▶ **練習課題**:
データのうち「Which spot sits on each instance of the ceiling」を含む行から始めて「x=1232 y=272」を含む行まで（両端の行を含む）を、「番号」と「データ行」の2列からなるMarkdownの表に書き直してください。各行には行番号を付け、空行は省いてください。

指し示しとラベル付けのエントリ
• • •

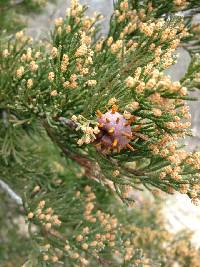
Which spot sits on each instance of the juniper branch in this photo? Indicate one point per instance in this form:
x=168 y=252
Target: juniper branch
x=6 y=188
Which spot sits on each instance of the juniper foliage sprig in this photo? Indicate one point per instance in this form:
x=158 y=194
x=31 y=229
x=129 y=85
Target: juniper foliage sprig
x=76 y=75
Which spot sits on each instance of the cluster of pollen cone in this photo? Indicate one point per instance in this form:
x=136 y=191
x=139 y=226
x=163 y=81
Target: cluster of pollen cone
x=115 y=131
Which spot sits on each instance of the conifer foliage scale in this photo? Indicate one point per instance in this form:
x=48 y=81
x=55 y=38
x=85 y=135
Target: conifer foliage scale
x=87 y=119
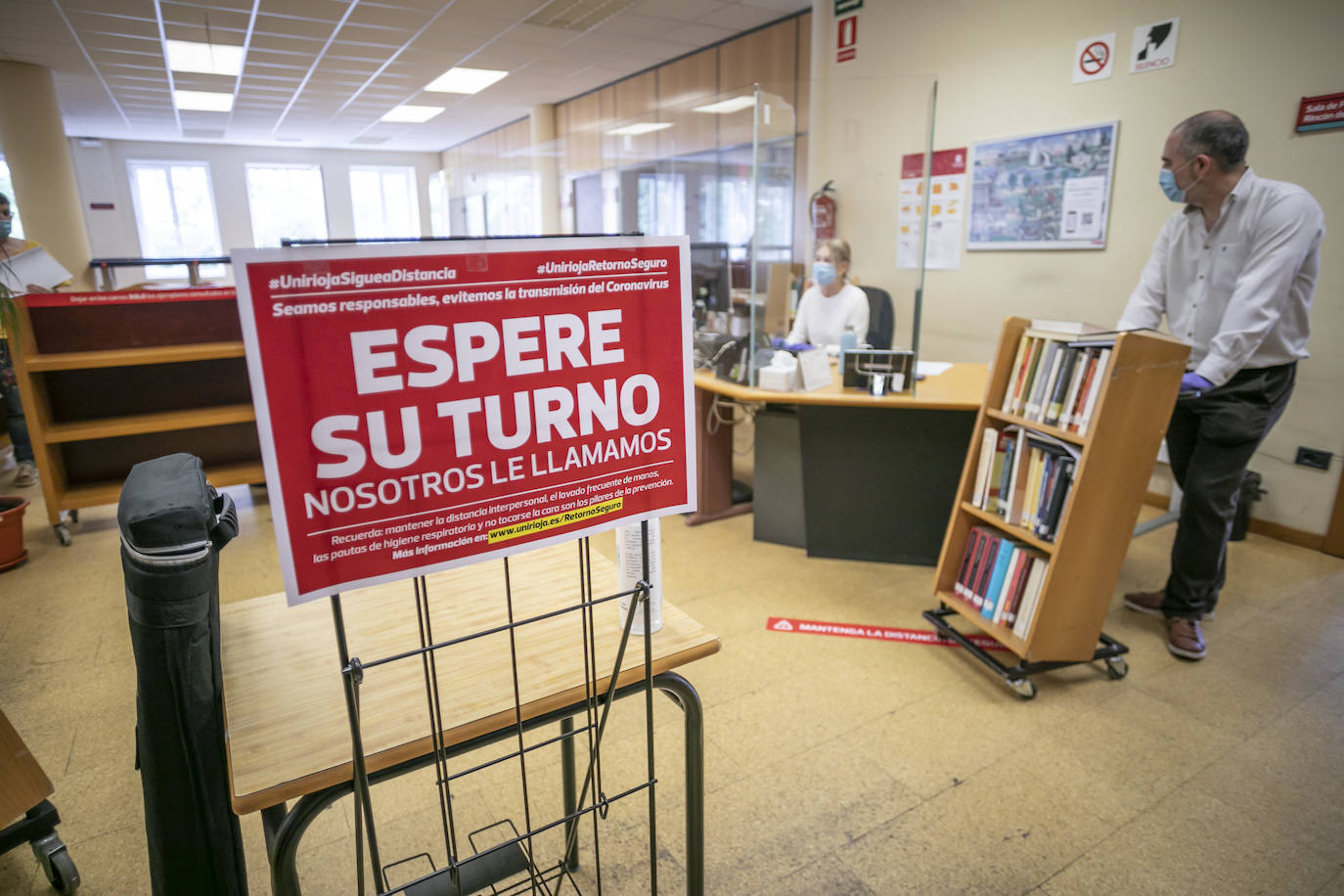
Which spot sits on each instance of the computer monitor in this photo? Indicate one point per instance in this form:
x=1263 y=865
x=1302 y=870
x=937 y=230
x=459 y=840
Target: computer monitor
x=710 y=277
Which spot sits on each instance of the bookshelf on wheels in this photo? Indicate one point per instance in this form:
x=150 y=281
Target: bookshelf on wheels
x=1063 y=448
x=112 y=379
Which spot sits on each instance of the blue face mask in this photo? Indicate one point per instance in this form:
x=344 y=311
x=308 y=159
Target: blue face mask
x=1167 y=180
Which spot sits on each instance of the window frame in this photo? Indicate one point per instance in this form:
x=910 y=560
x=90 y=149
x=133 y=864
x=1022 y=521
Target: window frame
x=172 y=272
x=413 y=193
x=305 y=165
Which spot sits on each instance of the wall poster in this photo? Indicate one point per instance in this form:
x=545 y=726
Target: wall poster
x=1043 y=191
x=424 y=406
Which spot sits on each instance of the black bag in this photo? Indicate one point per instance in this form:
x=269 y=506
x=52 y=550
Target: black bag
x=172 y=527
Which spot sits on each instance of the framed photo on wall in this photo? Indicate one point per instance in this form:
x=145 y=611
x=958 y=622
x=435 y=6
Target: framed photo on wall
x=1043 y=191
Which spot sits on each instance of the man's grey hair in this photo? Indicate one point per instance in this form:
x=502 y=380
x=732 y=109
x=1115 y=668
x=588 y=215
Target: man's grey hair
x=1218 y=135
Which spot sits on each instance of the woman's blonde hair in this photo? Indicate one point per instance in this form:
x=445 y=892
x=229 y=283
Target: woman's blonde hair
x=839 y=250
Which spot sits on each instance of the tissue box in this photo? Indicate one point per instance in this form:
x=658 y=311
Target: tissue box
x=779 y=381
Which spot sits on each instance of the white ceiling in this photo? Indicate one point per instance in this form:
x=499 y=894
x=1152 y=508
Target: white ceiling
x=320 y=72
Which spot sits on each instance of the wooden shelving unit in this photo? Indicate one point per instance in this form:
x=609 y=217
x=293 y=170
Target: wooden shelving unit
x=1117 y=456
x=107 y=385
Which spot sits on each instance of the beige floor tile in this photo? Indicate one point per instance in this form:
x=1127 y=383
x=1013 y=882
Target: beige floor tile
x=793 y=812
x=1191 y=842
x=1335 y=885
x=1253 y=675
x=991 y=834
x=827 y=874
x=1289 y=780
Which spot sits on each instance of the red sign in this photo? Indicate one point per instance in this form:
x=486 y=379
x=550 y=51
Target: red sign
x=847 y=38
x=1320 y=113
x=875 y=633
x=427 y=406
x=1095 y=58
x=137 y=297
x=945 y=161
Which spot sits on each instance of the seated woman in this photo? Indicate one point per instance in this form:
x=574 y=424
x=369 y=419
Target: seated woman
x=832 y=305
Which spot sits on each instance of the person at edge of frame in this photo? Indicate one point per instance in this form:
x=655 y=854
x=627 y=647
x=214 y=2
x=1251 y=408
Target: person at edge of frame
x=1232 y=270
x=14 y=417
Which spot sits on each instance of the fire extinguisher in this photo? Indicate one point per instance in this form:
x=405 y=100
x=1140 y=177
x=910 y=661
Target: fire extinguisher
x=822 y=208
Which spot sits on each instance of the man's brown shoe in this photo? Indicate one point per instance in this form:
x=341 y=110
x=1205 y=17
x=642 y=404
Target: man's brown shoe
x=1146 y=602
x=1185 y=639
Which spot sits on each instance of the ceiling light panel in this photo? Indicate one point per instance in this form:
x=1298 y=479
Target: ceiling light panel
x=203 y=101
x=577 y=15
x=412 y=114
x=464 y=79
x=726 y=107
x=640 y=128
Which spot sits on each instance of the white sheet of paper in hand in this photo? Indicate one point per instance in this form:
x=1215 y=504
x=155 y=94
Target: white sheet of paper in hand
x=31 y=266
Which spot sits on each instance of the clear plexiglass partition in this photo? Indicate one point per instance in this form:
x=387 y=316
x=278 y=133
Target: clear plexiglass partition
x=734 y=171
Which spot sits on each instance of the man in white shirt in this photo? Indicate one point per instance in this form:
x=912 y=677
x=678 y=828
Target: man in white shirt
x=1232 y=272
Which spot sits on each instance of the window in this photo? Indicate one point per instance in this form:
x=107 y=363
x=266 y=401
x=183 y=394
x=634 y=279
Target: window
x=438 y=204
x=7 y=188
x=175 y=215
x=285 y=201
x=384 y=202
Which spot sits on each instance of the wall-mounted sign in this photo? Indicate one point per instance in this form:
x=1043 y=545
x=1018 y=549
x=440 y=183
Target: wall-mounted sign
x=1153 y=46
x=1320 y=113
x=1095 y=58
x=847 y=39
x=424 y=406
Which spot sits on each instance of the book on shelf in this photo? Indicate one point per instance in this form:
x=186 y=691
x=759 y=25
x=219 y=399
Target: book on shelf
x=1028 y=600
x=1024 y=477
x=1056 y=377
x=998 y=575
x=1066 y=328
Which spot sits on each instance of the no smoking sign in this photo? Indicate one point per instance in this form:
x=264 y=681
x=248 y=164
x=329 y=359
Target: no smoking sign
x=1095 y=58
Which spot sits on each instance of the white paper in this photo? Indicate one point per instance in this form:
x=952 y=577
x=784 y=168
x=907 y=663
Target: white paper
x=946 y=207
x=816 y=368
x=931 y=368
x=1085 y=199
x=31 y=266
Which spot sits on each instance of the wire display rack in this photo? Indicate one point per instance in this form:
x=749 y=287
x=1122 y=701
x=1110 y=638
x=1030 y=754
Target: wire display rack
x=539 y=850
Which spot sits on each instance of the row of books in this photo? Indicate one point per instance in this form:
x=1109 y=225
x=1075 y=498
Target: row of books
x=1024 y=477
x=1002 y=578
x=1056 y=378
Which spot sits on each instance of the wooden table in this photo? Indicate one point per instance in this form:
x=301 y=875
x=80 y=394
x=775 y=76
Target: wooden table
x=845 y=474
x=283 y=676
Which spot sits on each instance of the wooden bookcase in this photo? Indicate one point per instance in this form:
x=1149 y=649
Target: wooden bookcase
x=109 y=381
x=1117 y=456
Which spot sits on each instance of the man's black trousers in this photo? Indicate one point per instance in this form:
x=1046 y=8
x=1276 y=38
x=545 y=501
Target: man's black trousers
x=1210 y=441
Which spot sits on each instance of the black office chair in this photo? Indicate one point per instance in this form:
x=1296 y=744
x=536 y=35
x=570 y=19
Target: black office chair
x=882 y=320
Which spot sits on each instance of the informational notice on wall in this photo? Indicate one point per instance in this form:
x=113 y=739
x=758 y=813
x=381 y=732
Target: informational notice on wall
x=1042 y=191
x=424 y=406
x=946 y=208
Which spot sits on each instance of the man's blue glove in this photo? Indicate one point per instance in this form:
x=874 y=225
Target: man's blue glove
x=1193 y=383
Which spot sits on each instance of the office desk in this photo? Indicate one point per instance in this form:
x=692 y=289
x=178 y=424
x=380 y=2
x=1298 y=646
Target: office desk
x=856 y=477
x=288 y=734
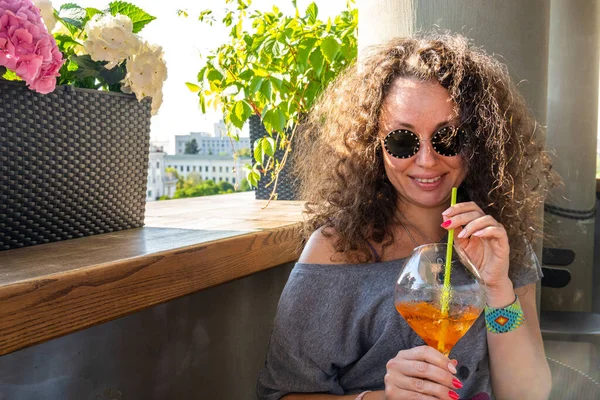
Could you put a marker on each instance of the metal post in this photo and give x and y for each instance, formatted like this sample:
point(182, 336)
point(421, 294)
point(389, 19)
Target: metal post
point(572, 134)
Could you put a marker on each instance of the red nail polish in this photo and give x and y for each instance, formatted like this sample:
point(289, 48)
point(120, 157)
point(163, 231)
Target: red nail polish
point(453, 395)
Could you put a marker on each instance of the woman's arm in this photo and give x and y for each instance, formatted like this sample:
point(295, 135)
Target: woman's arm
point(379, 395)
point(518, 365)
point(517, 359)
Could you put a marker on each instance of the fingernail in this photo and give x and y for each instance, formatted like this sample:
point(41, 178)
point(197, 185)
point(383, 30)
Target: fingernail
point(451, 368)
point(456, 383)
point(453, 395)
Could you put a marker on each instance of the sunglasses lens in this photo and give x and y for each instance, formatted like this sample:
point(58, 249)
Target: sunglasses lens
point(447, 141)
point(402, 144)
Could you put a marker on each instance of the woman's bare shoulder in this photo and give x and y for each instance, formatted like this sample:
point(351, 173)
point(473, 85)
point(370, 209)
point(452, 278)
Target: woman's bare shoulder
point(320, 249)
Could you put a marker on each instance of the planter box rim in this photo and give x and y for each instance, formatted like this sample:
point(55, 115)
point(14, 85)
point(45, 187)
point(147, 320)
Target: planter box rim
point(71, 88)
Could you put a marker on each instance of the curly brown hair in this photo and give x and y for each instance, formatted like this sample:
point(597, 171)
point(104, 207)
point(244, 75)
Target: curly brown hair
point(341, 173)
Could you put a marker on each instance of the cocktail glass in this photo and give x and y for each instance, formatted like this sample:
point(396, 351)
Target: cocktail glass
point(419, 295)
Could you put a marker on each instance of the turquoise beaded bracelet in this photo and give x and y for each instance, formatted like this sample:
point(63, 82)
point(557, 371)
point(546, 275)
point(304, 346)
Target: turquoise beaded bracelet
point(502, 320)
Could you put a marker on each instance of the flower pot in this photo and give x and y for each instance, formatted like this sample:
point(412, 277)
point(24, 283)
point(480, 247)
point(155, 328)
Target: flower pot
point(286, 184)
point(73, 163)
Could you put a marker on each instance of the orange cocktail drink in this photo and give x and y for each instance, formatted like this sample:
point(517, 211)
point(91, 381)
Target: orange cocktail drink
point(438, 331)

• • •

▶ **完全な解答**:
| 番号 | データ行 |
|---|---|
| 1 | Which spot sits on each instance of the ceiling light panel in this photo? Indicate one point per instance in this form: |
| 2 | x=1298 y=479 |
| 3 | Target: ceiling light panel |
| 4 | x=203 y=101 |
| 5 | x=577 y=15 |
| 6 | x=412 y=114 |
| 7 | x=464 y=79 |
| 8 | x=726 y=107 |
| 9 | x=640 y=128 |
| 10 | Which spot sits on each instance of the white sheet of paper in hand in this photo? Indicate one point per instance in this form: |
| 11 | x=1215 y=504 |
| 12 | x=155 y=94 |
| 13 | Target: white sheet of paper in hand |
| 14 | x=31 y=266 |
| 15 | Which spot sits on each instance of the clear plexiglass partition in this photo? Indicate one point per instance in this form: |
| 16 | x=387 y=316 |
| 17 | x=278 y=133 |
| 18 | Target: clear plexiglass partition |
| 19 | x=734 y=171 |
| 20 | Which spot sits on each instance of the man in white shirt in this photo? Indicate one point per instance in this form: |
| 21 | x=912 y=677 |
| 22 | x=678 y=828 |
| 23 | Target: man in white shirt |
| 24 | x=1232 y=272 |